◆ **Problem A**
Could you arrange the records, from the line holding "Flag any blue sky you can find." through the end of the records, both ends included, as a JSON list of strings with one string per line, skipping blank lines and leaving the pictures out?

◆ **Provided passage**
* * *

I hate being this fat. It is hard to move. I feel like the laziest human ever but you try lugging around 310 pounds of fat, and I bet you would spend a lot of time at rest. I have made halfhearted attempts this year, but my biggest goal was to quit smoking. And I did. I still get cravings, but I have learned to work through them and not give in. I am hoping after a time the cravings will go away. I smoked for 21 years and I am only 35 years old. I guess after smoking for that long it is understandable that my brain would revolt. Every time a bad situation happened, I would stuff my face. So now that I have no desire ever to smoke again. I am focusing on my weight.
I know that some people would think that starting on the Holidays is a dumb idea. I figured my will power right now is tremendous. I am still on a high after quitting smoking, and I am still in the mind frame that I can do anything. So bring on all your candy and shit I am ready to turn them all down. I figure if I can get through THIS holiday season without going off plan then I can make through ANY holiday and still be healthy.
After reading the book Better Than Before I realized that I need outside accountability to keep me on track. So here I am opening up my soul to you on this blog and twitter and somewhat on my personal Facebook account. I joined BeachBody, and I am eating paleo. I have a Beachbody coach who is Paleo, and I am a member of some support groups. I know that this is a lot, but I feel with so many people looking at me to see how my “fancy” shakes are going to work out, I feel even more tied to the program and thus I will lose weight. I know the program works if you follow it, so I have set myself up to succeed in every possible way.
I am typing this up on Friday morning at 8 am and so far I have done my exercise, showered and drank a gallon of water, meditated and journaled. Yes, I read Miracle Morning and today was rough, but now I am feeling all accomplished.
For exercise, I did the 21 days fix cardio thingie on my Roku. It kicked my ass. Halfway through my legs gave out and I had to crawl to the couch and recover. And yes, I was doing the modified version. It had taken a good ten mins before my wobbly legs stopped wobbling. My goal for this round of 21-day fix is to make it through the tape. Baby steps.
I am using myfittnesspal to track everything I eat. I use the containers that beach body sent to measure portion sizes. I almost cried when I saw how small they were. I was like no wonder I am fat I have been using huge portion sizes for everything. It will take some getting used to, but I know I can do it.

 

1 Comment

  1. I wish you much luck on your health goals. Sounds like you are on the right track. Just keep it going! It’s good to keep focus during the holiday season. which can be so hard.

* * *

◆ **Entries**

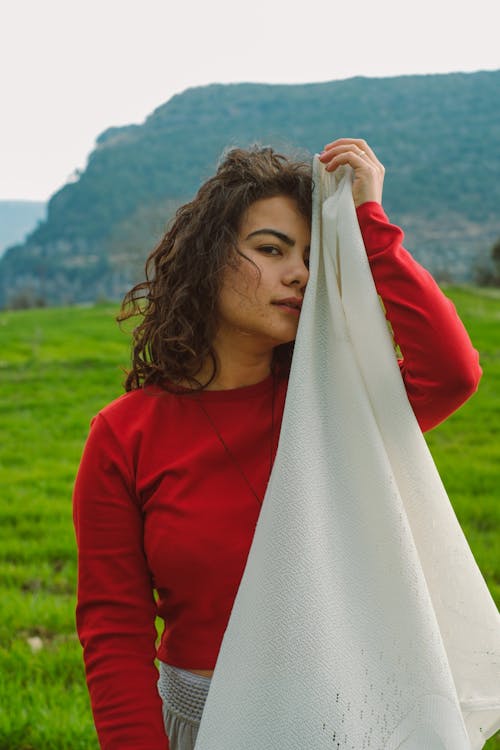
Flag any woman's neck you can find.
[196,344,273,391]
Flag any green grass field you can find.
[0,289,500,750]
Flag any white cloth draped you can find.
[192,157,500,750]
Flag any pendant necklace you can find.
[196,375,276,505]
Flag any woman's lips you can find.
[273,302,300,317]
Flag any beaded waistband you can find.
[158,662,211,722]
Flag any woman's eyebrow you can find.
[245,229,295,247]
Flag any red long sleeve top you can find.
[74,203,481,750]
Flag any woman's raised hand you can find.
[319,138,385,207]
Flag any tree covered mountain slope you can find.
[0,71,500,306]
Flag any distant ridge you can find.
[0,201,47,256]
[0,71,500,306]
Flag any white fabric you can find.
[192,158,500,750]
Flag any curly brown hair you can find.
[117,146,312,392]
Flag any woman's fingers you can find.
[319,138,385,206]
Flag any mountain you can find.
[0,71,500,306]
[0,201,46,256]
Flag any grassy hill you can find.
[0,71,500,307]
[0,288,500,750]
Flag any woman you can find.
[74,139,481,750]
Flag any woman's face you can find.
[217,196,311,348]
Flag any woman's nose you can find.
[284,260,309,288]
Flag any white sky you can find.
[0,0,500,200]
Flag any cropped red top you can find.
[74,203,481,750]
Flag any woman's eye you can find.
[259,250,280,255]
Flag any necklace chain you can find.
[197,376,276,505]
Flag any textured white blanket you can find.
[192,158,500,750]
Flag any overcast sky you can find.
[0,0,500,200]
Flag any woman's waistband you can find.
[158,661,211,722]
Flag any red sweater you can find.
[74,203,481,750]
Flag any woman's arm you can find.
[357,202,481,430]
[320,138,481,430]
[74,415,169,750]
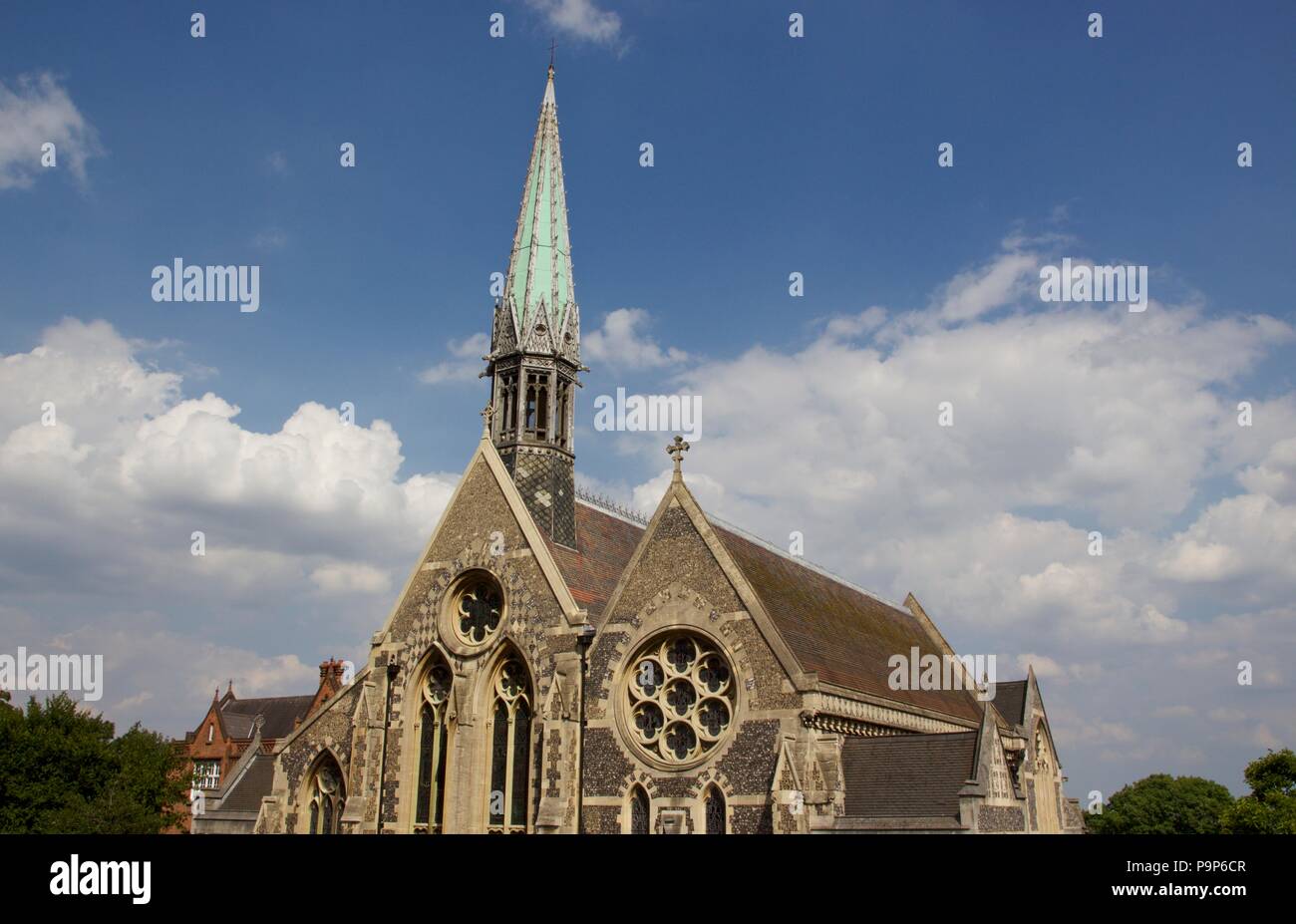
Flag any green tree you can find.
[1219,748,1296,834]
[0,694,188,833]
[1085,773,1232,834]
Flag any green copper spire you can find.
[505,65,575,340]
[483,64,584,548]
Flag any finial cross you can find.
[666,437,688,474]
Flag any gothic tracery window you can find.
[630,785,648,834]
[454,571,504,645]
[704,786,726,834]
[310,757,346,834]
[625,632,735,765]
[486,656,531,833]
[415,658,454,832]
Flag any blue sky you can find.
[0,0,1296,795]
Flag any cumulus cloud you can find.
[631,236,1296,785]
[0,319,458,734]
[527,0,621,46]
[0,73,103,189]
[580,308,688,370]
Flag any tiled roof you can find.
[220,755,275,811]
[994,681,1027,726]
[841,731,977,817]
[220,694,315,739]
[712,521,981,721]
[541,500,644,618]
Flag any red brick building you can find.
[181,660,346,833]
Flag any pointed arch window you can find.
[486,657,531,833]
[1034,726,1062,833]
[703,786,726,834]
[499,372,517,440]
[414,657,454,833]
[630,785,648,834]
[310,756,346,834]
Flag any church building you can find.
[243,65,1081,833]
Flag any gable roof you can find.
[543,500,644,618]
[220,694,315,739]
[710,519,981,722]
[841,731,979,817]
[219,753,275,811]
[994,681,1027,726]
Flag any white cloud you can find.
[580,308,688,370]
[251,228,288,250]
[527,0,621,46]
[266,151,292,176]
[0,320,458,734]
[0,73,103,189]
[419,333,489,385]
[311,561,392,596]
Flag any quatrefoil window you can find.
[622,632,736,765]
[451,573,504,645]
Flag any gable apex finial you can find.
[666,436,688,480]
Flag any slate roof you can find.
[841,731,977,817]
[540,500,644,619]
[220,694,315,739]
[712,521,981,721]
[544,489,979,738]
[220,755,275,811]
[994,681,1027,726]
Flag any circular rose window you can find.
[625,632,735,765]
[450,571,504,645]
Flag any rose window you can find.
[626,632,735,764]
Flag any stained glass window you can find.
[415,658,454,832]
[630,786,648,834]
[310,756,346,834]
[486,657,531,833]
[707,786,725,834]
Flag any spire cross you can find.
[666,437,688,478]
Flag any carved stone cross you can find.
[666,437,688,474]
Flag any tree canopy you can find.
[0,692,189,833]
[1085,773,1232,834]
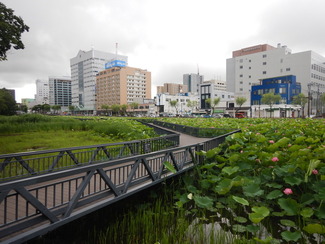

* * *

◆ **Problem B**
Can you reproduce the blog post about quitting smoking and losing weight word for word, from "For exercise, I" through "tape. Baby steps.", inclusive?

◆ **Task answer A**
[
  "Flag any blue sky you can find.",
  "[0,0,1296,795]",
  "Flag any cumulus cloud you can find.",
  "[631,236,1296,785]",
  "[0,319,458,734]",
  "[527,0,621,46]",
  "[0,73,103,189]",
  "[580,308,688,370]",
  "Flag any tiled roof you can find.",
  "[220,755,275,811]",
  "[994,681,1027,726]",
  "[841,731,977,817]",
  "[220,694,315,739]",
  "[712,521,981,721]",
  "[541,500,644,618]",
  "Flag any red brick building you can find.",
  "[181,660,346,833]",
  "Flag any pointed arch window you can find.",
  "[486,657,531,833]",
  "[1034,726,1062,833]",
  "[703,786,726,834]",
  "[499,372,517,440]",
  "[414,657,454,833]",
  "[630,785,648,834]",
  "[310,756,346,834]",
  "Flag any church building you can find.",
  "[243,65,1081,833]",
  "Flag any gable roof you can find.",
  "[543,500,644,618]",
  "[220,694,315,739]",
  "[710,519,981,722]",
  "[841,731,979,817]",
  "[219,753,275,811]",
  "[994,681,1027,726]",
  "Flag any white cloud you can find.",
  "[580,308,688,370]",
  "[251,228,288,250]",
  "[527,0,621,46]",
  "[266,151,292,176]",
  "[0,320,458,734]",
  "[0,73,103,189]",
  "[419,333,489,385]",
  "[311,561,392,596]",
  "Flag any quatrefoil window you can find.",
  "[622,632,736,765]",
  "[451,573,504,645]",
  "Flag any gable apex finial you can find.",
  "[666,436,688,480]",
  "Flag any slate roof you can find.",
  "[841,731,977,817]",
  "[540,500,644,619]",
  "[220,694,315,739]",
  "[712,521,981,721]",
  "[544,489,979,738]",
  "[220,755,275,811]",
  "[994,681,1027,726]",
  "Flag any circular rose window you can find.",
  "[625,632,735,765]",
  "[450,571,504,645]",
  "Flag any rose window you can find.",
  "[626,632,735,764]",
  "Flag any stained glass window you can find.",
  "[415,658,454,832]",
  "[630,786,648,834]",
  "[310,756,346,834]",
  "[486,657,531,833]",
  "[707,786,725,834]",
  "Flag any spire cross you can find.",
  "[666,437,688,478]",
  "Flag any carved stone cross you can find.",
  "[666,437,688,474]",
  "Flag any tree canopy you can find.",
  "[0,692,189,833]",
  "[1085,773,1232,834]"
]

◆ **Task answer B**
For exercise, I did the 21 days fix cardio thingie on my Roku. It kicked my ass. Halfway through my legs gave out and I had to crawl to the couch and recover. And yes, I was doing the modified version. It had taken a good ten mins before my wobbly legs stopped wobbling. My goal for this round of 21-day fix is to make it through the tape. Baby steps.